_Source data:_
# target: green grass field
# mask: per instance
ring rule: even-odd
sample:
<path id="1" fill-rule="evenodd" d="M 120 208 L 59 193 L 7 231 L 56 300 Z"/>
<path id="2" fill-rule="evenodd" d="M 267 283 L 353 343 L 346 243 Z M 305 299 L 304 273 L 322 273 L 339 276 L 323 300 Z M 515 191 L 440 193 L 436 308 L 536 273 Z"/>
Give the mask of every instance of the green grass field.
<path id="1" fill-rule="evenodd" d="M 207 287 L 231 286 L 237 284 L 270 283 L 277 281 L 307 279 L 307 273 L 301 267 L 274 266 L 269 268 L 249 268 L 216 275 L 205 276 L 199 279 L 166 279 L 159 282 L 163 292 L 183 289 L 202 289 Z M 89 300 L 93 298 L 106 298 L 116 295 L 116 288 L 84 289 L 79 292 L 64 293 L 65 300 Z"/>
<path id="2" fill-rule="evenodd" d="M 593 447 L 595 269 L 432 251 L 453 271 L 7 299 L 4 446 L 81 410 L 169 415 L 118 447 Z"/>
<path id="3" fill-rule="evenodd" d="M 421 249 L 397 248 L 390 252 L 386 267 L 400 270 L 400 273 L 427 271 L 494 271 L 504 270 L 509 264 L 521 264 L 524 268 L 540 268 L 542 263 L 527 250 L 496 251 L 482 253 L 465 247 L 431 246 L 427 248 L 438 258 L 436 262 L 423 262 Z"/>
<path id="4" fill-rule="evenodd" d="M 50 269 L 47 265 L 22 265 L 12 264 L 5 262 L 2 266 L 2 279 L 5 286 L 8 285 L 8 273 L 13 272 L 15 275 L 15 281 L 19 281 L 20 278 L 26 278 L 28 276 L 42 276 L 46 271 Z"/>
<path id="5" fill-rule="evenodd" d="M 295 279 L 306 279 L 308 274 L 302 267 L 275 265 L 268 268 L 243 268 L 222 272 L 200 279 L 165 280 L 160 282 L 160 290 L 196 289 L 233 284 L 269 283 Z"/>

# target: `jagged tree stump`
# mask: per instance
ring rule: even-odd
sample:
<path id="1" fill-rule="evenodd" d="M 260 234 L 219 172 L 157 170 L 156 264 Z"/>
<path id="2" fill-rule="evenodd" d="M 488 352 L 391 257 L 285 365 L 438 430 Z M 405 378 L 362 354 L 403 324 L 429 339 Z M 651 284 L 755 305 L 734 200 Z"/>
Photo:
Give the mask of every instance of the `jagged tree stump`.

_Exercise aim:_ The full set of records above is to be printed again verbatim.

_Response to the exercise:_
# target: green grass field
# mask: per instance
ring rule: even-odd
sample:
<path id="1" fill-rule="evenodd" d="M 120 208 L 59 193 L 7 231 L 56 300 Z"/>
<path id="2" fill-rule="evenodd" d="M 267 283 L 353 343 L 346 243 Z M 305 299 L 304 273 L 322 273 L 339 276 L 323 300 Z M 515 191 L 440 193 L 436 308 L 536 273 Z"/>
Give the mask of every instance of the green grass field.
<path id="1" fill-rule="evenodd" d="M 207 287 L 231 286 L 237 284 L 270 283 L 277 281 L 307 279 L 307 273 L 301 267 L 274 266 L 269 268 L 249 268 L 216 275 L 205 276 L 199 279 L 166 279 L 159 282 L 163 292 L 183 289 L 202 289 Z M 89 300 L 93 298 L 106 298 L 116 295 L 116 288 L 84 289 L 79 292 L 64 293 L 65 300 Z"/>
<path id="2" fill-rule="evenodd" d="M 593 447 L 595 269 L 432 251 L 453 271 L 7 299 L 4 446 L 81 410 L 169 415 L 118 447 Z"/>
<path id="3" fill-rule="evenodd" d="M 421 249 L 397 248 L 390 252 L 386 267 L 400 270 L 400 273 L 427 271 L 494 271 L 504 270 L 509 264 L 521 264 L 524 268 L 540 268 L 542 263 L 527 250 L 496 251 L 482 253 L 465 247 L 431 246 L 427 248 L 438 258 L 436 262 L 423 262 Z"/>
<path id="4" fill-rule="evenodd" d="M 50 269 L 47 265 L 22 265 L 12 264 L 5 262 L 2 266 L 2 279 L 5 286 L 8 285 L 8 273 L 13 272 L 15 275 L 15 281 L 19 281 L 20 278 L 26 278 L 28 276 L 42 276 L 46 271 Z"/>
<path id="5" fill-rule="evenodd" d="M 295 279 L 306 279 L 308 274 L 302 267 L 275 265 L 268 268 L 243 268 L 222 272 L 200 279 L 165 280 L 160 282 L 160 290 L 196 289 L 233 284 L 269 283 Z"/>

# target: `jagged tree stump`
# mask: per instance
ring rule: even-odd
sample:
<path id="1" fill-rule="evenodd" d="M 260 234 L 219 172 L 157 170 L 156 264 Z"/>
<path id="2" fill-rule="evenodd" d="M 488 352 L 391 257 L 285 365 L 438 430 Z M 405 378 L 362 354 L 403 324 L 429 339 Z M 651 284 L 755 305 L 734 200 Z"/>
Photo:
Give the mask of every instance of the `jagged tree stump`.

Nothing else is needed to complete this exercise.